Image point grounding data:
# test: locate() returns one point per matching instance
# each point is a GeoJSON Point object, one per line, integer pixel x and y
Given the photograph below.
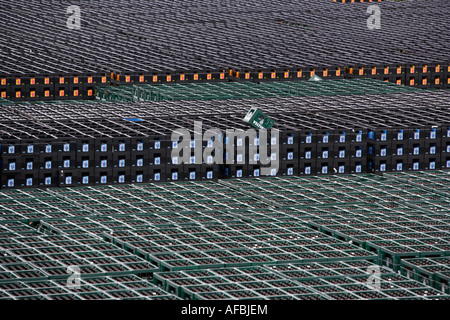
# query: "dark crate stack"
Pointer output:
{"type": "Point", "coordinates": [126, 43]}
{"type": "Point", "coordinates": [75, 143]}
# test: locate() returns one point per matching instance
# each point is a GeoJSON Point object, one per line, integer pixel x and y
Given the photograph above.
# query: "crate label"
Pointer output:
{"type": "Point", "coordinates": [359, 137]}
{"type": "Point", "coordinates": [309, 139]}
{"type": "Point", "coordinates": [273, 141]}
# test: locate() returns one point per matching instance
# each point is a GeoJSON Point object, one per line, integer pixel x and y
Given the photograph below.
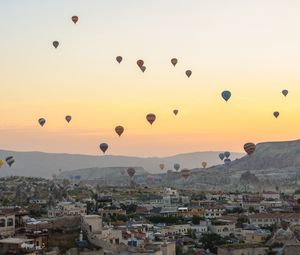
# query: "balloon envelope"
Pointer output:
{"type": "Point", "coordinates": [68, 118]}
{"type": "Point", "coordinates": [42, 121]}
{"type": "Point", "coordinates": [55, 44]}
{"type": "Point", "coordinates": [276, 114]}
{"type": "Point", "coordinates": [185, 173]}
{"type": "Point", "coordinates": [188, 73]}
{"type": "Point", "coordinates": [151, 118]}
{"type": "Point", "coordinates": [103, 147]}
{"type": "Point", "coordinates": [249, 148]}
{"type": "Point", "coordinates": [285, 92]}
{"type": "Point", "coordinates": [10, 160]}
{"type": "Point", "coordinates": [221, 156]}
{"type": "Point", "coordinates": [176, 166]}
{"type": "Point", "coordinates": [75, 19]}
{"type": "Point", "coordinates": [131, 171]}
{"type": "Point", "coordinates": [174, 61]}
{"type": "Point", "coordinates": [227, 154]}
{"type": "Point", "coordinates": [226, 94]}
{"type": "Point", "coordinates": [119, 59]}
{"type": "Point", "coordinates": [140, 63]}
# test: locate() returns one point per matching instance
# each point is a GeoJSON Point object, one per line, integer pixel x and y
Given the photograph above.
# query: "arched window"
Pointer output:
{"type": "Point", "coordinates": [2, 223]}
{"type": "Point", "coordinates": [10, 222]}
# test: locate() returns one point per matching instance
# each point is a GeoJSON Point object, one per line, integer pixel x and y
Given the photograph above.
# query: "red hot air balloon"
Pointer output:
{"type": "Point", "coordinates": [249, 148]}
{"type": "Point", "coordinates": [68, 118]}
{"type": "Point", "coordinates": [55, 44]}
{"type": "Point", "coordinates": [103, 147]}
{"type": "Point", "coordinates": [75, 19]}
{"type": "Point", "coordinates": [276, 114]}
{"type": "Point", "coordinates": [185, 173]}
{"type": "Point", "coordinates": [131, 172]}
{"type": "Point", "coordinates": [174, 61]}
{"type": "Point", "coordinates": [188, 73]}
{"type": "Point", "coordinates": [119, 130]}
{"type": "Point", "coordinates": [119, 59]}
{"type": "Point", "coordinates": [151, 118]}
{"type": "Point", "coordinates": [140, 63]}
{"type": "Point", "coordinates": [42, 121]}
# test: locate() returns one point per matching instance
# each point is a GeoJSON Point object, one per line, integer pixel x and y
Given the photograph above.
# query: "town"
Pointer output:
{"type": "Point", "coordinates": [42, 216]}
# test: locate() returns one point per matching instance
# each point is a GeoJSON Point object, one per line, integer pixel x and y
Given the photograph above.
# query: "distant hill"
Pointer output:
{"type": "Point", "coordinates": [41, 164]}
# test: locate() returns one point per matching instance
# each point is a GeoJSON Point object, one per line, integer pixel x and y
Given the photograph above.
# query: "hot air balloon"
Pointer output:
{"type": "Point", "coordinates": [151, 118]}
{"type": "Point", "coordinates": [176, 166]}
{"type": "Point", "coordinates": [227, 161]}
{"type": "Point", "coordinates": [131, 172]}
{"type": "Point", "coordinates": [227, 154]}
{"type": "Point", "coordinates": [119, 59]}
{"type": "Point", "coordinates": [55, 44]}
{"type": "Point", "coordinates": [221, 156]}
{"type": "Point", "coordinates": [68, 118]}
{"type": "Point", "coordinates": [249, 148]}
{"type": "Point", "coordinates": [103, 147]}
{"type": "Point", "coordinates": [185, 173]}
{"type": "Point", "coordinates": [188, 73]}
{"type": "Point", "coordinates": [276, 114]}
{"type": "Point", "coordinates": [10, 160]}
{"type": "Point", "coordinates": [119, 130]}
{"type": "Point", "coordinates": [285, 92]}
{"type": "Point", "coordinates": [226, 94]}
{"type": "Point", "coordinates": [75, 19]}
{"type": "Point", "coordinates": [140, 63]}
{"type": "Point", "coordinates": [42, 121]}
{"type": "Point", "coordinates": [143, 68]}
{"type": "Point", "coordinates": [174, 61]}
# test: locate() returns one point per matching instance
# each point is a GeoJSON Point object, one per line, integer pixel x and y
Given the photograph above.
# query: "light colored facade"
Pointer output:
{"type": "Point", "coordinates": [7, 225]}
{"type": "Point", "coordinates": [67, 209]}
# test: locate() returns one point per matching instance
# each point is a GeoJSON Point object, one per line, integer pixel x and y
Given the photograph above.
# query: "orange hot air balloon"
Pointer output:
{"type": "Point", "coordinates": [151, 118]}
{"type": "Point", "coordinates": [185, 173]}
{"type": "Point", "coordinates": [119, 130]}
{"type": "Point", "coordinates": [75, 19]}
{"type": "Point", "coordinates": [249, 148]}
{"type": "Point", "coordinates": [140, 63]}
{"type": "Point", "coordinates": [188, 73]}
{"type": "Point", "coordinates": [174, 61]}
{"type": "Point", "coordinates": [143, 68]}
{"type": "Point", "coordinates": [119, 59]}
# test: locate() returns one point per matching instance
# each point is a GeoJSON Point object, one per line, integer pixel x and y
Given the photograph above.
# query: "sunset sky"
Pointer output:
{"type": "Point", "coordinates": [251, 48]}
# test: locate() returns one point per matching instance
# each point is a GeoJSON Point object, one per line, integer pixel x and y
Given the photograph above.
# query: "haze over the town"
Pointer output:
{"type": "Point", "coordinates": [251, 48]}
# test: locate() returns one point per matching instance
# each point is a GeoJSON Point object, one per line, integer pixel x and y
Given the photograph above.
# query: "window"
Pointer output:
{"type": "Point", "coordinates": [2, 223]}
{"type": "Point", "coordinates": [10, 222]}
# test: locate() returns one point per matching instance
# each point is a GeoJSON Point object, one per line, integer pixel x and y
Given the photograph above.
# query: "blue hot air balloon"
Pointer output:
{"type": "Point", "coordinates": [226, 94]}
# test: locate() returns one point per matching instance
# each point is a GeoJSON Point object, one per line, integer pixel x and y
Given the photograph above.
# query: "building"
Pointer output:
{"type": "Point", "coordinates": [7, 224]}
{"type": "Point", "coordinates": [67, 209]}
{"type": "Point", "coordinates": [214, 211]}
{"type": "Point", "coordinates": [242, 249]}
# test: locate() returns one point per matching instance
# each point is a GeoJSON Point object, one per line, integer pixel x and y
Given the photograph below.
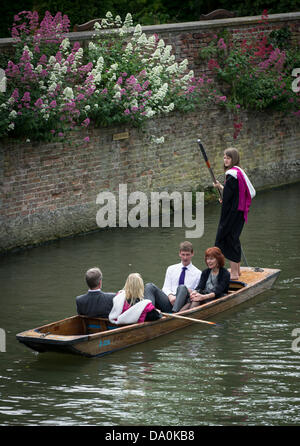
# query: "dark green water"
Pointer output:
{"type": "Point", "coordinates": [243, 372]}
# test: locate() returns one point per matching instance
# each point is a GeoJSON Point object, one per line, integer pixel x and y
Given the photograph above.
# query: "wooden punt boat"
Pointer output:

Task details: Print out the records in full and exactly, dropping every picture.

Result below:
# test: locate() returns one point per matching instance
# each point is a GeoJSON Point object, one per line, integer pixel x and y
Given the photograph below.
# query: "dark crate stack"
Pointer output:
{"type": "Point", "coordinates": [126, 43]}
{"type": "Point", "coordinates": [75, 143]}
# test: locate() returns one point per matching instance
# each point is a GeoJSON Point object, one per line, integer pixel x and y
Given the photograph above.
# query: "crate label"
Pointer output:
{"type": "Point", "coordinates": [359, 137]}
{"type": "Point", "coordinates": [309, 139]}
{"type": "Point", "coordinates": [273, 141]}
# test: locate() returns one point per matching instance
# each point is a GeoJSON Point object, one per line, integer pixel x and y
Given the photograph below.
# query: "balloon envelope"
Pointer output:
{"type": "Point", "coordinates": [68, 118]}
{"type": "Point", "coordinates": [42, 121]}
{"type": "Point", "coordinates": [55, 44]}
{"type": "Point", "coordinates": [276, 114]}
{"type": "Point", "coordinates": [185, 173]}
{"type": "Point", "coordinates": [188, 73]}
{"type": "Point", "coordinates": [151, 118]}
{"type": "Point", "coordinates": [103, 147]}
{"type": "Point", "coordinates": [249, 148]}
{"type": "Point", "coordinates": [285, 92]}
{"type": "Point", "coordinates": [10, 160]}
{"type": "Point", "coordinates": [221, 156]}
{"type": "Point", "coordinates": [176, 166]}
{"type": "Point", "coordinates": [75, 19]}
{"type": "Point", "coordinates": [131, 171]}
{"type": "Point", "coordinates": [174, 61]}
{"type": "Point", "coordinates": [227, 154]}
{"type": "Point", "coordinates": [226, 94]}
{"type": "Point", "coordinates": [119, 59]}
{"type": "Point", "coordinates": [140, 63]}
# test: locate() returns one point per matching instance
# each point is a GeoJSON Point object, one per line, integer pixel x and y
Given the photograph above.
# query: "arched window"
Pointer output:
{"type": "Point", "coordinates": [2, 223]}
{"type": "Point", "coordinates": [10, 222]}
# test: locate() returns one point per matching instance
# each point is a GeoJSON Point object, one per line, integer pixel x and y
Given the photograph above.
# query: "red hot air balloon"
Pointer output:
{"type": "Point", "coordinates": [249, 148]}
{"type": "Point", "coordinates": [68, 118]}
{"type": "Point", "coordinates": [55, 44]}
{"type": "Point", "coordinates": [103, 147]}
{"type": "Point", "coordinates": [75, 19]}
{"type": "Point", "coordinates": [276, 114]}
{"type": "Point", "coordinates": [185, 173]}
{"type": "Point", "coordinates": [131, 172]}
{"type": "Point", "coordinates": [174, 61]}
{"type": "Point", "coordinates": [188, 73]}
{"type": "Point", "coordinates": [119, 130]}
{"type": "Point", "coordinates": [119, 59]}
{"type": "Point", "coordinates": [151, 118]}
{"type": "Point", "coordinates": [140, 63]}
{"type": "Point", "coordinates": [42, 121]}
# test: locate() returns one point per matching instance
# each point is a GeoJSON Point object, one per line, integer pixel x and y
Given the photograph above.
# query: "town"
Pointer output:
{"type": "Point", "coordinates": [42, 216]}
# test: locate() returns one point per matching instance
# each point is a GeoJSON Point object, one per line, integer pixel x and y
Given the photograph above.
# query: "distant hill"
Pointer output:
{"type": "Point", "coordinates": [41, 164]}
# test: locate() returns one point per matching instance
# each point is a GeoJSON Point object, one per line, integer pixel x and y
Given the photograph above.
# query: "hot air balloon"
Pointer output:
{"type": "Point", "coordinates": [151, 118]}
{"type": "Point", "coordinates": [176, 166]}
{"type": "Point", "coordinates": [227, 161]}
{"type": "Point", "coordinates": [131, 172]}
{"type": "Point", "coordinates": [227, 154]}
{"type": "Point", "coordinates": [119, 59]}
{"type": "Point", "coordinates": [55, 44]}
{"type": "Point", "coordinates": [221, 156]}
{"type": "Point", "coordinates": [68, 118]}
{"type": "Point", "coordinates": [249, 148]}
{"type": "Point", "coordinates": [103, 147]}
{"type": "Point", "coordinates": [185, 173]}
{"type": "Point", "coordinates": [188, 73]}
{"type": "Point", "coordinates": [276, 114]}
{"type": "Point", "coordinates": [10, 160]}
{"type": "Point", "coordinates": [119, 130]}
{"type": "Point", "coordinates": [285, 92]}
{"type": "Point", "coordinates": [226, 94]}
{"type": "Point", "coordinates": [75, 19]}
{"type": "Point", "coordinates": [140, 63]}
{"type": "Point", "coordinates": [42, 121]}
{"type": "Point", "coordinates": [143, 68]}
{"type": "Point", "coordinates": [174, 61]}
# test: locate() returns one point per matching instance
# each point is a GeoJSON Point object, one per line, integer pixel x and y
Given the photograph above.
# query: "light colored facade"
Pointer output:
{"type": "Point", "coordinates": [7, 225]}
{"type": "Point", "coordinates": [67, 209]}
# test: locate() returns one point per matching instance
# each point is a GeoJSON Point object, one per line, integer pixel x and y
Given the photograph above.
# query: "orange hot air balloon"
Pointer output:
{"type": "Point", "coordinates": [151, 118]}
{"type": "Point", "coordinates": [185, 173]}
{"type": "Point", "coordinates": [119, 130]}
{"type": "Point", "coordinates": [75, 19]}
{"type": "Point", "coordinates": [249, 148]}
{"type": "Point", "coordinates": [140, 63]}
{"type": "Point", "coordinates": [188, 73]}
{"type": "Point", "coordinates": [174, 61]}
{"type": "Point", "coordinates": [143, 68]}
{"type": "Point", "coordinates": [119, 59]}
# test: locate() returns one point per matching instance
# each point is a GeoJSON Point object, one per line, integer pixel x and y
Given the photograph above.
# query: "sunset sky"
Pointer output:
{"type": "Point", "coordinates": [251, 48]}
# test: locate() returns one point per matching instance
# each point is a GeoJSON Point object, one per line, integer pixel x and y
Given the photograph above.
# query: "haze over the town"
Pointer output:
{"type": "Point", "coordinates": [251, 48]}
# test: locate() returns one point per matching instance
# each point is a GeoJSON Point object, one per line, integer pixel x and y
Given the photograph above.
# query: "window"
Pointer output:
{"type": "Point", "coordinates": [2, 223]}
{"type": "Point", "coordinates": [10, 222]}
# test: locate() returns one point per matching instance
# each point is a GeoJSON Point object, one per line, integer pixel x and y
Given the photograph above.
# query: "blue hot air balloon"
Pointer output:
{"type": "Point", "coordinates": [226, 94]}
# test: locate() returns one point per matching instance
# each point is a GeoJSON Point object, one per line, integer pixel x and y
Given the photograph above.
# query: "building"
Pointer output:
{"type": "Point", "coordinates": [7, 224]}
{"type": "Point", "coordinates": [67, 209]}
{"type": "Point", "coordinates": [214, 211]}
{"type": "Point", "coordinates": [242, 249]}
# test: locate() returns one point per matching instance
# each point is a GeoJSON Point object, one per line, integer pixel x and y
Given the photograph below.
# query: "dark green water"
Pointer output:
{"type": "Point", "coordinates": [243, 372]}
# test: locate() returns one point per matching instance
# each point is a GeoJSON Point object, one per line, integer pixel x and y
Given the photograph above.
# query: "wooden punt boat"
Pointer output:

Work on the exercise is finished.